Source document |
------------------------------------

DOUBLE PAIN

700 victims of PEV rape despair after evidence lost

South Korean laboratory where evidence stored destroyed it after six months, according to policy

In Summary

• Rape was widespread, both men and women suffered. Now their chances of justice are virtually nil.

• There's no physical evidence against perpetrators as a South Korean laboratory destroyed samples, according to its policy, after six months.

 

A police officer prods a woman during Nasa protests in Nairobi on November 28, 2017
HARASSED: A police officer prods a woman during Nasa protests in Nairobi on November 28, 2017
Image: REUTERS

"I have so much shame. I feel hopeless. I just sit and wait to die," Mercy said of her rape ordeal in the 2007-08 post-election violence.

"I am not at peace, my body is not the same. If I am pressed, urine just comes out. I feel weak, sometimes there's a foul discharge and pain in my lower abdomen and back."

------------------------------------

Point localization data
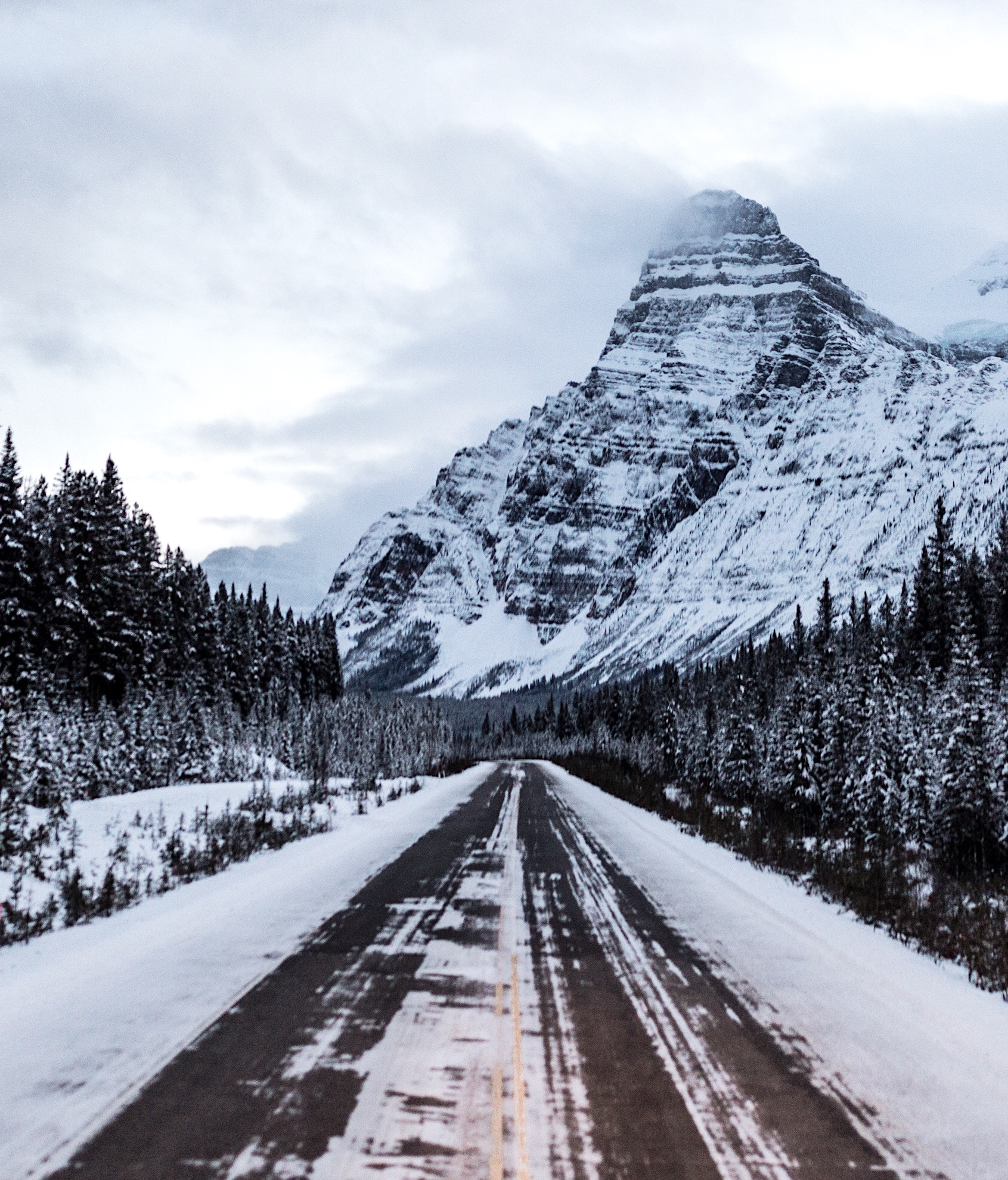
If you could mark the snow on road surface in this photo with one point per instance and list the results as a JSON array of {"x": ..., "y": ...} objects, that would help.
[
  {"x": 89, "y": 1014},
  {"x": 888, "y": 1028},
  {"x": 548, "y": 983}
]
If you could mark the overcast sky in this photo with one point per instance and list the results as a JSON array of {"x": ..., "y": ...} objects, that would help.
[{"x": 283, "y": 259}]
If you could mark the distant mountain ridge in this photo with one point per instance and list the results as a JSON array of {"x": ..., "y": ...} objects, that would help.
[{"x": 751, "y": 428}]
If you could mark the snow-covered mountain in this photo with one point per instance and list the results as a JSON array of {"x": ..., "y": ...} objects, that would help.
[
  {"x": 968, "y": 313},
  {"x": 751, "y": 428}
]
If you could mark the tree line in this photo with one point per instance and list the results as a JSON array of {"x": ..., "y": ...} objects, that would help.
[{"x": 91, "y": 611}]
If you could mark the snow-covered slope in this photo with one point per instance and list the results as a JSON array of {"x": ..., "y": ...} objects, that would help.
[
  {"x": 968, "y": 313},
  {"x": 751, "y": 428}
]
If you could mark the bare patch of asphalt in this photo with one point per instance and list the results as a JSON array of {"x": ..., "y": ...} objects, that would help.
[{"x": 679, "y": 1081}]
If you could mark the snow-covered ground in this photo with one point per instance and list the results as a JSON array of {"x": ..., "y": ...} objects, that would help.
[
  {"x": 129, "y": 832},
  {"x": 88, "y": 1014},
  {"x": 876, "y": 1021}
]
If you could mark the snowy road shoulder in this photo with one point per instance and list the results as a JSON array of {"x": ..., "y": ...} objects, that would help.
[
  {"x": 88, "y": 1014},
  {"x": 901, "y": 1034}
]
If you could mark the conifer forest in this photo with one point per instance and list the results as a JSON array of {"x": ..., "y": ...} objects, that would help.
[
  {"x": 120, "y": 672},
  {"x": 866, "y": 752}
]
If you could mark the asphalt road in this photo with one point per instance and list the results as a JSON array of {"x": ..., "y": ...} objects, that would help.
[{"x": 500, "y": 1002}]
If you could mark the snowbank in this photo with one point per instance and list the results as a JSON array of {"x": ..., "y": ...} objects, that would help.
[
  {"x": 88, "y": 1014},
  {"x": 896, "y": 1032}
]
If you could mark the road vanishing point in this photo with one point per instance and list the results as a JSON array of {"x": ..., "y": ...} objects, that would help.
[{"x": 502, "y": 1001}]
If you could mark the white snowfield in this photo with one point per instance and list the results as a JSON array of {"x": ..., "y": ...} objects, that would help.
[
  {"x": 877, "y": 1022},
  {"x": 89, "y": 1014}
]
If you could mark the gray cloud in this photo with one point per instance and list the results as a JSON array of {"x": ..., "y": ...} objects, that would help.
[{"x": 286, "y": 258}]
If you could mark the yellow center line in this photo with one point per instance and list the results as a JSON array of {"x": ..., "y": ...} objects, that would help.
[
  {"x": 497, "y": 1126},
  {"x": 520, "y": 1076}
]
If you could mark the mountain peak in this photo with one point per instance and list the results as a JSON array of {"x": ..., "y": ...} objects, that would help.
[{"x": 714, "y": 214}]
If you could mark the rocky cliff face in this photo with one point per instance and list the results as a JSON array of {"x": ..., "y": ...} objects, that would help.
[{"x": 751, "y": 428}]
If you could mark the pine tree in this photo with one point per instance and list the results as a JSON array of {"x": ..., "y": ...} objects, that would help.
[{"x": 17, "y": 607}]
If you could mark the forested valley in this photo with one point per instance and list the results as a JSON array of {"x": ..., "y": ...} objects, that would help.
[
  {"x": 866, "y": 752},
  {"x": 122, "y": 672}
]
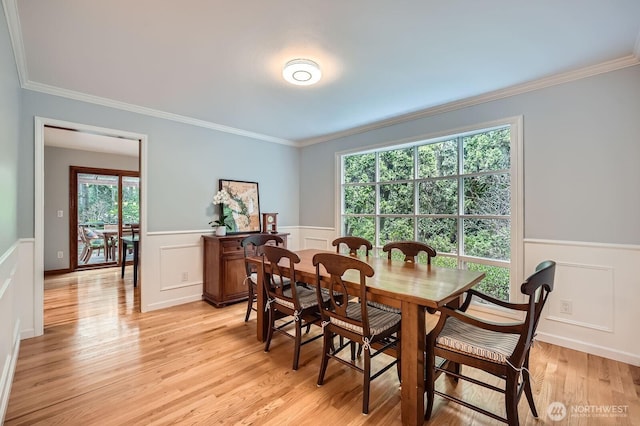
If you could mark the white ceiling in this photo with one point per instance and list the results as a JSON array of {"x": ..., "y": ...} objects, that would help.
[
  {"x": 218, "y": 64},
  {"x": 64, "y": 138}
]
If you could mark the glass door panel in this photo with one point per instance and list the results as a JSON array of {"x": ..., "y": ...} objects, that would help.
[
  {"x": 130, "y": 210},
  {"x": 98, "y": 218}
]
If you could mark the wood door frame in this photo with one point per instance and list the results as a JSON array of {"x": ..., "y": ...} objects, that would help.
[{"x": 73, "y": 209}]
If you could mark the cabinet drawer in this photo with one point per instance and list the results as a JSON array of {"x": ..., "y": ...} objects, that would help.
[{"x": 231, "y": 246}]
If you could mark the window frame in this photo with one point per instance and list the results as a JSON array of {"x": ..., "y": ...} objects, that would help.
[{"x": 516, "y": 263}]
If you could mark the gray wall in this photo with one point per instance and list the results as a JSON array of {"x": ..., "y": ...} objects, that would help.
[
  {"x": 56, "y": 195},
  {"x": 9, "y": 139},
  {"x": 184, "y": 164},
  {"x": 581, "y": 153}
]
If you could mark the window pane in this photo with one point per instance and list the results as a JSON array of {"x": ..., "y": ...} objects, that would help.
[
  {"x": 360, "y": 199},
  {"x": 396, "y": 198},
  {"x": 395, "y": 228},
  {"x": 488, "y": 238},
  {"x": 130, "y": 199},
  {"x": 495, "y": 283},
  {"x": 438, "y": 196},
  {"x": 360, "y": 227},
  {"x": 487, "y": 151},
  {"x": 445, "y": 262},
  {"x": 396, "y": 165},
  {"x": 438, "y": 159},
  {"x": 360, "y": 168},
  {"x": 487, "y": 195},
  {"x": 439, "y": 233}
]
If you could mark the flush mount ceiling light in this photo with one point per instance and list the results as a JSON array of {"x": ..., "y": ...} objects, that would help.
[{"x": 302, "y": 72}]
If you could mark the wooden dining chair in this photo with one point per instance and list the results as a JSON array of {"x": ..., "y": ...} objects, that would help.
[
  {"x": 288, "y": 300},
  {"x": 90, "y": 241},
  {"x": 499, "y": 349},
  {"x": 410, "y": 249},
  {"x": 357, "y": 322},
  {"x": 354, "y": 244},
  {"x": 252, "y": 247}
]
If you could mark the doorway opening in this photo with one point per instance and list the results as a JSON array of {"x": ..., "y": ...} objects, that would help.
[
  {"x": 41, "y": 215},
  {"x": 104, "y": 205}
]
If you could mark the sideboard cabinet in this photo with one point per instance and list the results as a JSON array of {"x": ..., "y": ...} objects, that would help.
[{"x": 223, "y": 269}]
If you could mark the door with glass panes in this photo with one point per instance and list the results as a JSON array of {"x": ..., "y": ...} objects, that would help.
[{"x": 105, "y": 205}]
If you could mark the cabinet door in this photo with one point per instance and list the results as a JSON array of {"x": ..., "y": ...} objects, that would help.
[{"x": 234, "y": 274}]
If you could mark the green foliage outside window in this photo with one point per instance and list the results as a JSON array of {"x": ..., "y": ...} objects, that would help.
[
  {"x": 473, "y": 197},
  {"x": 496, "y": 281}
]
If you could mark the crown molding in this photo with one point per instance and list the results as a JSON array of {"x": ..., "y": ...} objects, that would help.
[
  {"x": 15, "y": 34},
  {"x": 56, "y": 91},
  {"x": 542, "y": 83}
]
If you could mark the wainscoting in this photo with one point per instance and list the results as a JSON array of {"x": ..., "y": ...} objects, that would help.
[
  {"x": 597, "y": 283},
  {"x": 593, "y": 307},
  {"x": 9, "y": 323}
]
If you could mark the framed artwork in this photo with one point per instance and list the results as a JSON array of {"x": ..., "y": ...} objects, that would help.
[{"x": 241, "y": 212}]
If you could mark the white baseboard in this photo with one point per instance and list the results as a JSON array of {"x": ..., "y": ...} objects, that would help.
[
  {"x": 8, "y": 370},
  {"x": 590, "y": 348},
  {"x": 173, "y": 302}
]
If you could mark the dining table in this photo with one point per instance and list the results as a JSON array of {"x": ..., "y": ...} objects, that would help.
[
  {"x": 109, "y": 237},
  {"x": 412, "y": 287},
  {"x": 133, "y": 241}
]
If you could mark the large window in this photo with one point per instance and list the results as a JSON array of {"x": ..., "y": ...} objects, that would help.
[{"x": 454, "y": 193}]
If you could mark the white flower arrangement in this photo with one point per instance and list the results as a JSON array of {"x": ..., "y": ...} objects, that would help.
[{"x": 221, "y": 197}]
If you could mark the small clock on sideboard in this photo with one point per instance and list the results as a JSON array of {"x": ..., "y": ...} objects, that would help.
[{"x": 270, "y": 222}]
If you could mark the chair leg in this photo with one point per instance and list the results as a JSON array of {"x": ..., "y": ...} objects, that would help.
[
  {"x": 298, "y": 343},
  {"x": 527, "y": 387},
  {"x": 367, "y": 381},
  {"x": 429, "y": 385},
  {"x": 249, "y": 301},
  {"x": 399, "y": 357},
  {"x": 511, "y": 397},
  {"x": 326, "y": 344},
  {"x": 270, "y": 331}
]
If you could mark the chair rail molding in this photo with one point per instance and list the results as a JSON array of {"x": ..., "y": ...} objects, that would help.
[{"x": 592, "y": 307}]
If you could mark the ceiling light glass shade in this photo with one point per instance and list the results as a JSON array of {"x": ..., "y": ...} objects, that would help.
[{"x": 302, "y": 72}]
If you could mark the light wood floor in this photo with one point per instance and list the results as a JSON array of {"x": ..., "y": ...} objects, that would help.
[{"x": 101, "y": 362}]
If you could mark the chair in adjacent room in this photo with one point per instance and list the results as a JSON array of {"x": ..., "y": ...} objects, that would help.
[
  {"x": 499, "y": 349},
  {"x": 251, "y": 246},
  {"x": 357, "y": 322},
  {"x": 90, "y": 242},
  {"x": 288, "y": 303},
  {"x": 354, "y": 244},
  {"x": 410, "y": 249}
]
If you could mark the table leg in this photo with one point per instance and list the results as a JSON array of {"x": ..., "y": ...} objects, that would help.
[
  {"x": 261, "y": 322},
  {"x": 412, "y": 371},
  {"x": 135, "y": 264},
  {"x": 106, "y": 248},
  {"x": 124, "y": 256}
]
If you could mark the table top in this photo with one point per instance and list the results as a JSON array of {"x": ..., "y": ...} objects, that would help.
[{"x": 417, "y": 283}]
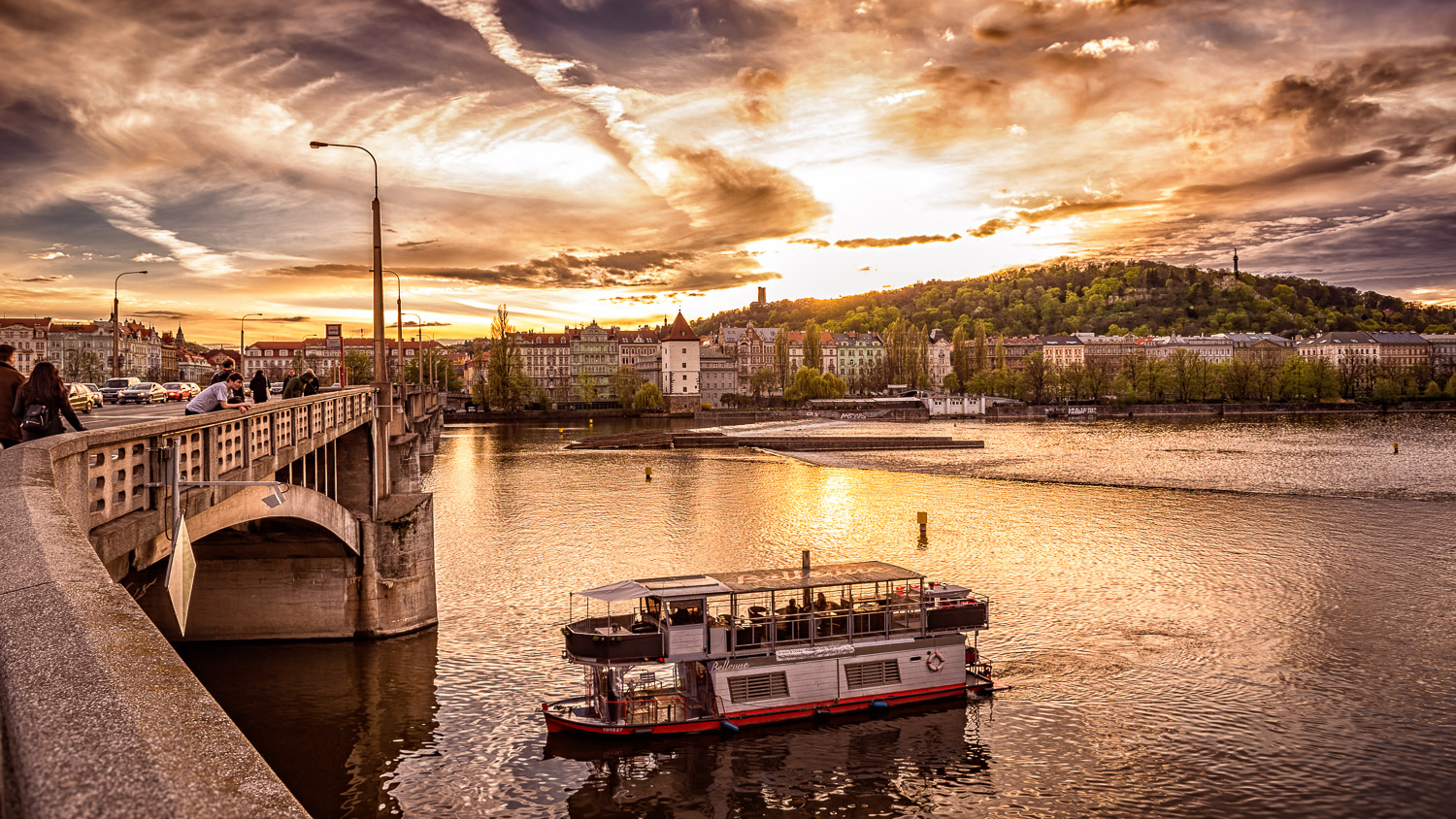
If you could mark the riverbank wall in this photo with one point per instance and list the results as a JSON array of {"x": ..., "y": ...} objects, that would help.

------------------------------------

Work task A |
Turn the paragraph in the article on post-election rape victims that begins "I am not at peace" into a short list that keeps each complaint it names.
Work task B |
Carry the article on post-election rape victims forward from its final sentence.

Answer space A |
- Not at peace; body not the same
- Urine leaks when pressed
- Feels weak
- Sometimes a foul discharge
- Pain in the lower abdomen and back

Answer space B |
That's what Mercy (not her real name) told Human Rights Watch in an interview.

She doesn't' have money to go to hospital.

Another survivor, 47-year-old Jessy (not her real name) was gang raped with three other women by four men in January 2008 at an IDP camp in Molo.

Her husband beats her, verbally abuses her, and refuses to sleep with her. Her family was also evicted from their home during the PEV. She'd leave her husband but has nowhere to go.

Mercy and Jessy are among 700 women who might never get justice after their DNA evidence samples were destroyed by a South Korean laboratory where they were sent for safe keeping, pending directions from Kenya.

But according to protocol, the samples were destroyed after six months since they received no direction and their policy allows destruction after six months

During Kenya’s 2007-08 PEV, thousands of women were raped. Men and boys too.

An East African Organisation, Crime Scene Investigations (DNA testing services) facilitated the collection and storage of DNA and other samples from 700 women who were sexually abused.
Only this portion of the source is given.